* [EXERCISE 1]
What does the sandstone fire pit text say sandstone is made up of?

* [READING TEXT]
Sandstone is a natural stone that is made up of sediments gathered from the sea and the land. Sandstone has been used in the building industry for more than a century and has a variety of uses, including driveways, walkways, patios and fire pits. Sandstone is an excellent choice for fire pits because of its natural beauty and durability. Building your own sandstone fire pit can not only provide a lovely addition to your yard, it can also save you money compared to the cost of hiring a contractor.
Things You'll Need
- Sandstone blocks
- Brick hammer
- Hand tamper or plate compactor
- Masonry caulk
- Iron campfire ring
Dry-lay your sandstones. Position the sandstones as you want them to look for the final fire pit. Use the chisel and brick hammer to score and split the stones so they rest flush against each other in the desired shape of your fire pit. Ensure all the joints are tight and your stones are where you want them before proceeding.

* [EXERCISE 2]
In the listing, take the lines from the one that contains "Locate the clear glass" through the one that contains "x=142, y=65", and swap "Query" for "Target". Give only those lines, with everything else unchanged.

(Coordinate annotation entries)
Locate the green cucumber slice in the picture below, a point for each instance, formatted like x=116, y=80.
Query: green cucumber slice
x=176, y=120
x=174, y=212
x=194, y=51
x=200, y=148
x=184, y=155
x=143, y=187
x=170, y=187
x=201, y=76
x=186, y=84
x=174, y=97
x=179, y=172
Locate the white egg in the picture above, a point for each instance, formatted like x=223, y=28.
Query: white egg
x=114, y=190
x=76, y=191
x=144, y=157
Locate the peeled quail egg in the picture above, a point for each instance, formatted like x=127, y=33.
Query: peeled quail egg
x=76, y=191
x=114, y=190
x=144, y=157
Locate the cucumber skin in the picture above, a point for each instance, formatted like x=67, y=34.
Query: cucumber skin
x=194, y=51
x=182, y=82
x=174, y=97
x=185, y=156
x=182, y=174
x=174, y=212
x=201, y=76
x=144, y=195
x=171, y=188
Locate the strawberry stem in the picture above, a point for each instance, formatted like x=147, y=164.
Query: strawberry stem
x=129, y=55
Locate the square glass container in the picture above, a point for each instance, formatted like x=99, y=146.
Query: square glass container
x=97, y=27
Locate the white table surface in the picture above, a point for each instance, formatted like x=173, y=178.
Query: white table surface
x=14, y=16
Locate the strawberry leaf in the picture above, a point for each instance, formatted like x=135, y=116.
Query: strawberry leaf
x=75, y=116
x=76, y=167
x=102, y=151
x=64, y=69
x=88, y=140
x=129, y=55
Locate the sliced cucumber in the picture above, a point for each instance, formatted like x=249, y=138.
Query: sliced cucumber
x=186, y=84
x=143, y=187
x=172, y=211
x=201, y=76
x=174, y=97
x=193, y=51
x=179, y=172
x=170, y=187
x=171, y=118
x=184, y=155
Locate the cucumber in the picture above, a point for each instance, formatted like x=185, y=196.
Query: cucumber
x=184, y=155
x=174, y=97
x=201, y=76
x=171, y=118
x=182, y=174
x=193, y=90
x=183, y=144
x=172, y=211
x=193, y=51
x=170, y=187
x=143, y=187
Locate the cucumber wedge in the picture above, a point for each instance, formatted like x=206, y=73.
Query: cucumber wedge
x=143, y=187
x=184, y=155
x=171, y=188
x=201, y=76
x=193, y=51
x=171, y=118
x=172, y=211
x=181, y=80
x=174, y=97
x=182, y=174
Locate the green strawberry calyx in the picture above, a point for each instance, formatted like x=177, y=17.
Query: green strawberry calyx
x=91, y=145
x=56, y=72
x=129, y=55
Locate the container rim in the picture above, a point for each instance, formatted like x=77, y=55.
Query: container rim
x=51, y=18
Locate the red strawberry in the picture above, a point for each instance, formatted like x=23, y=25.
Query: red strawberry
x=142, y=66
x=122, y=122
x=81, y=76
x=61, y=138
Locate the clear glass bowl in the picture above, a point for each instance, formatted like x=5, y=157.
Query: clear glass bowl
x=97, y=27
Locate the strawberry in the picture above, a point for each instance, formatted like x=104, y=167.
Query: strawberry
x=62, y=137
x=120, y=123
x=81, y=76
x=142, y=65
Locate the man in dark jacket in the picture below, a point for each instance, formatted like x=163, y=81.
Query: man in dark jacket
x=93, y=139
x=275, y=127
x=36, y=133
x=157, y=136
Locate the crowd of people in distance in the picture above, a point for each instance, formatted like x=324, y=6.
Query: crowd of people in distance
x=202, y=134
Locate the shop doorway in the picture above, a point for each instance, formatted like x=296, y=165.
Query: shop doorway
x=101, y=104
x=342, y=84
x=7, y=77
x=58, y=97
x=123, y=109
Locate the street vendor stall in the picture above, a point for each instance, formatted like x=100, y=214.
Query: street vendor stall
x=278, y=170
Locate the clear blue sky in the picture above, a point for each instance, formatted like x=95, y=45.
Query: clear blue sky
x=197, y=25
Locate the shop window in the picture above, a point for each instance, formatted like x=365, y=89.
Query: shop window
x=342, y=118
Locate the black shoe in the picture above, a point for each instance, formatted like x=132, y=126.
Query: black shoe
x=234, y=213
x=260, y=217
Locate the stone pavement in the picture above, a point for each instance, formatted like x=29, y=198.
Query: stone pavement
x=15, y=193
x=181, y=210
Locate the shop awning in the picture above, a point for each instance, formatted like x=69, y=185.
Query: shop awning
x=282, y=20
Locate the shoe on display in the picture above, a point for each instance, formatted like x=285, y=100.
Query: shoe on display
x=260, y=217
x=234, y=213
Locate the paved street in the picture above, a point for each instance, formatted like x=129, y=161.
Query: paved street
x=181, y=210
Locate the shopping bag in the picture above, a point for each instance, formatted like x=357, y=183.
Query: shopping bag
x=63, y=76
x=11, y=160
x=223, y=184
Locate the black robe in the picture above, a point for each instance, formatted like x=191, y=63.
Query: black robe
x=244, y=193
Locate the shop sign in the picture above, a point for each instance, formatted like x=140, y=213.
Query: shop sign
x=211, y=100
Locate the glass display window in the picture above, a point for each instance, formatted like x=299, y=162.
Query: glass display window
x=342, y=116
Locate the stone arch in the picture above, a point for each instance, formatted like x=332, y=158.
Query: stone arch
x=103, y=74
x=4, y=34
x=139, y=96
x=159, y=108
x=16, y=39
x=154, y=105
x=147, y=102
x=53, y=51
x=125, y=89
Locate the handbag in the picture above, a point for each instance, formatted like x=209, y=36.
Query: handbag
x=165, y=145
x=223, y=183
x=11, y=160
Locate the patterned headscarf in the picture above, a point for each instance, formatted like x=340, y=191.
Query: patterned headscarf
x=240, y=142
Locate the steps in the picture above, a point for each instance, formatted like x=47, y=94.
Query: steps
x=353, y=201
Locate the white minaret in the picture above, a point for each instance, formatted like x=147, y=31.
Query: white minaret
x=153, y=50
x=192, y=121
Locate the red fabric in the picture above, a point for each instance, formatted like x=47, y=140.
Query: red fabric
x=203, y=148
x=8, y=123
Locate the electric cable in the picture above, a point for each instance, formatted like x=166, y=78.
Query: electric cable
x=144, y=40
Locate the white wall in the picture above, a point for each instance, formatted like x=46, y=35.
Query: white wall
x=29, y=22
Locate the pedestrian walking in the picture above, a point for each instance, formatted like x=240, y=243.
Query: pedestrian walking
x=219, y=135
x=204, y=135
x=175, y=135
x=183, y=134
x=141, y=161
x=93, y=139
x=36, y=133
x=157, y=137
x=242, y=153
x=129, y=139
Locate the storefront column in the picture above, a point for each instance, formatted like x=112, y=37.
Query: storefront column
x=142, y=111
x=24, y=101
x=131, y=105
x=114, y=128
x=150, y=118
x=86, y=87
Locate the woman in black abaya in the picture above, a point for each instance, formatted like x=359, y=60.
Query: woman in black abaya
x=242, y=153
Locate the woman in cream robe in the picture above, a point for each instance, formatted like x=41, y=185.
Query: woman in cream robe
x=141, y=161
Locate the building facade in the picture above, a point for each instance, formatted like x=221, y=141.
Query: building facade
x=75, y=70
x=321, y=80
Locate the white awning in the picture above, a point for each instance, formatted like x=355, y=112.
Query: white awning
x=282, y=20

* [TASK RESPONSE 1]
Sediments gathered from the sea and the land.

* [TASK RESPONSE 2]
Locate the clear glass bowl in the picture above, a point for each instance, formatted like x=5, y=157.
Target: clear glass bowl
x=97, y=27
Locate the strawberry in the picture above, a point for each instance, formatted like x=104, y=167.
Target: strawberry
x=62, y=137
x=120, y=123
x=81, y=76
x=142, y=65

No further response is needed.